=== Reading passage ===
※ ※ ※

= Mahdin Chowdhury =

Bangladeshi lawyer (born 1969)

Mahdin Chowdhury is a Bangladeshi lawyer and member of the Anti Corruption Commission Reform Commission of the Muhammad Yunus led interim government. He is a member of the Jatiyatabadi Ainjibi Oikya Pannel and the Bangladesh Nationalist Party.

== Early life ==
Chowdhury was born in 1969. He completed his Bachelor of Law in 2007 at the University of London.

==Career==
In 2008, Chowdhury worked at Mitre Court Chambers. From 2009 to 2018, he has served as a Senior Associate at Sultan, Fida & Reza. He has worked under the former attorney general of Bangladesh Fida M. Kamal. He was a lecturer at the British School of Law, Bangladesh.

In April 2022, Chowdhury was elected to the Bangladesh Supreme Court Bar Association as a candidate of the Jatiyatabadi Ainjibi Oikya Pannel, aligned with the Bangladesh Nationalist Party. He was the lawyer for the family of Harris Chowdhury, a Bangladesh Nationalist Party politician. He had represented in the family in their petition to have his body exhumed for a DNA test as he was buried under a fake name.

※ ※ ※

=== Task 1 ===
According to the article on Mahdin Chowdhury, where did he complete his Bachelor of Law?
=== Task 2 ===
Extend the article on Mahdin Chowdhury by continuing from its final sentence.
The records that follow come from a separate source and are not part of the Mahdin Chowdhury article.

=== Record extracts ===
※ ※ ※

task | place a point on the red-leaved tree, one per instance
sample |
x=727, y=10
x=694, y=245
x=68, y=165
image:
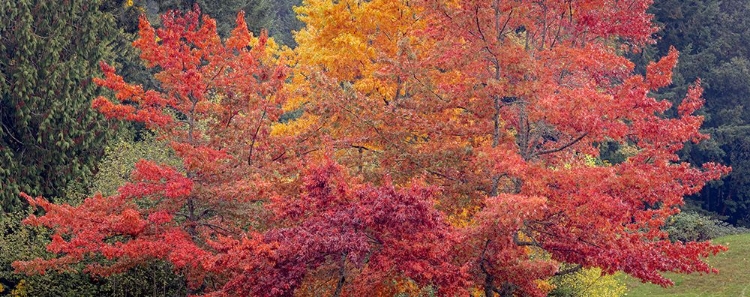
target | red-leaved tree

※ ※ ※

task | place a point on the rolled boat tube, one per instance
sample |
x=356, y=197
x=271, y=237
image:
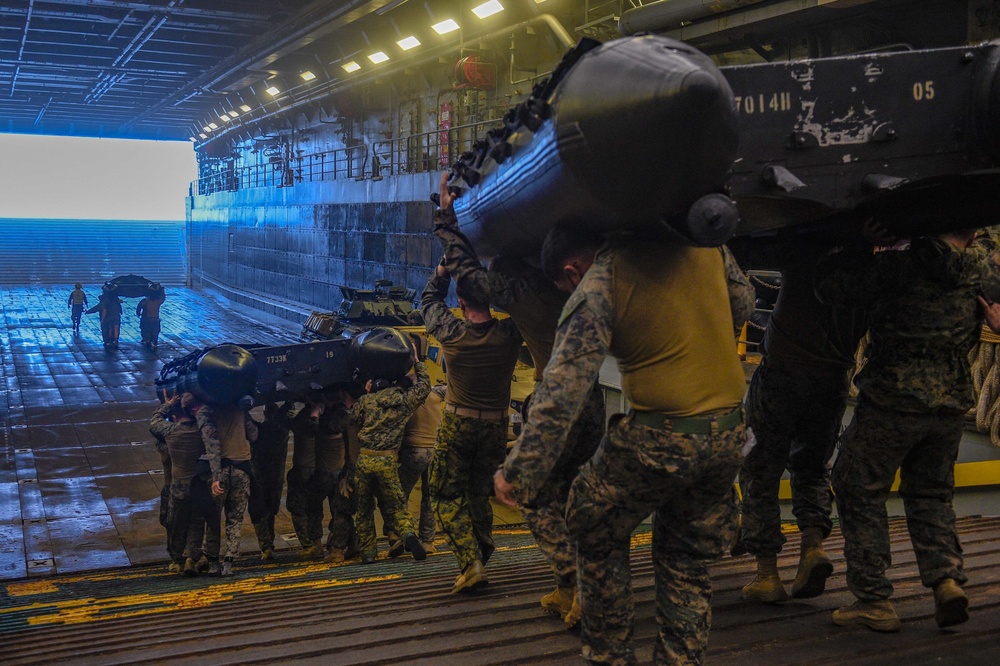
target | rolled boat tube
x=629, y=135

※ ※ ※

=== Reply 1 ===
At the University of London, in 2007.

=== Reply 2 ===
Chowdhury is a member of the Ziaur Rahman Foundation and the Sunamganj District unit of the Bangladesh Nationalist Party. He has practised in the Appellate Division of the Bangladesh Supreme Court. He has worked with Odhikar. He is an associate of a IP law firm in Bangladesh.

Following the fall of the Sheikh Hasina led Awami League government, Chowdhury was made member of the Anti-Corruption Commission formed by the Muhammad Yunus led Interim government to reform the Anti-Corruption Commission.